*EXTRAIT DE PAGE:*
________________

Bruno Beylat : « Oui. En 2015, on avait déjà écrit au maire parce qu’on avait vu qu’il avait un projet sur le site, donc en tant qu’utilisateurs du lieu on avait cherché à avoir des explications, sans succès. Alors en septembre dernier on l’a relancé. Au début il nous disait qu’il n’y avait rien, et puis quand on lui a montré qu’on connaissait quand même un peu le sujet, il a dit « oui c’est sur la grande salle, mais ça sert à rien la grande salle ». Or c’est notre lieu d’activité syndicale : on a les bureaux pour recevoir les gens et la grande salle dans laquelle les entreprises en lutte viennent. On a besoin d’une autonomie parce qu’on ne sait quand il va y avoir des luttes.

Le maire nous avait dit de ne pas nous inquiéter, qu’il nous donnerait autre chose à la place. Mais en octobre, l’administration n’avait toujours rien à nous proposer. En novembre ils nous ont convoqué un jeudi et nous ont annoncé que les travaux commenceraient le lundi. On leur a expliqué qu’on n’allait pas partir du jour au lendemain sans rien en échange. Il nous a dit qu’il reprendrait contact avec nous en décembre mais pas de nouvelles. En janvier, on est à nouveau invités à une réunion, et cette fois-ci la personne qui nous reçoit nous confirme qu’ils n’ont pas prévu d’autre lieu pour nous. Donc on leur explique qu’on a une convention d’utilisation. On est dans ces locaux-là depuis 1955, on a une subvention de la mairie, on lui rend des comptes d’ailleurs, avec compte-rendu d’activités, etc., tout ça n’est pas rien. Et jeudi dernier on reçoit un courrier nous annonçant que les travaux commencent ce lundi, qu’ils vont faire murer la salle et faire constater mardi par un huissier que les locaux sont bien disponibles. C’est ahurissant ces méthodes ! »

________________

*Enregistrements d’un jeu de données:*
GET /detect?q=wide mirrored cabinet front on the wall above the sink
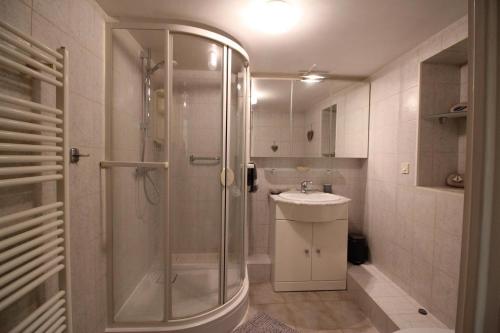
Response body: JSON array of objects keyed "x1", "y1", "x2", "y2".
[{"x1": 250, "y1": 78, "x2": 370, "y2": 158}]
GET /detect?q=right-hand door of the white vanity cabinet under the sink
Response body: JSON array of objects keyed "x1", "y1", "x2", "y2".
[{"x1": 311, "y1": 220, "x2": 347, "y2": 281}]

________________

*TRAVAIL À FAIRE:*
**A)** Pour chacune des affirmations suivantes, indiquez si l’extrait de page la confirme, en répondant par oui ou par non et en citant les mots décisifs de l’extrait : (i) le syndicat occupe ces locaux depuis 1955 ; (ii) la mairie a repris contact avec le syndicat en décembre ; (iii) un huissier doit constater mardi que les locaux sont disponibles.
**B)** Traduisez en anglais, s’il vous plaît, cette phrase de l’extrait de page : « Le maire nous avait dit de ne pas nous inquiéter, qu’il nous donnerait autre chose à la place. »

*RÉPONSES PAR TÂCHE:*
**A)**
(i) Oui : « On est dans ces locaux-là depuis 1955 »
(ii) Non : « Il nous a dit qu’il reprendrait contact avec nous en décembre mais pas de nouvelles. »
(iii) Oui : « faire constater mardi par un huissier que les locaux sont bien disponibles »

**B)** The mayor had told us not to worry, that he would give us something else instead.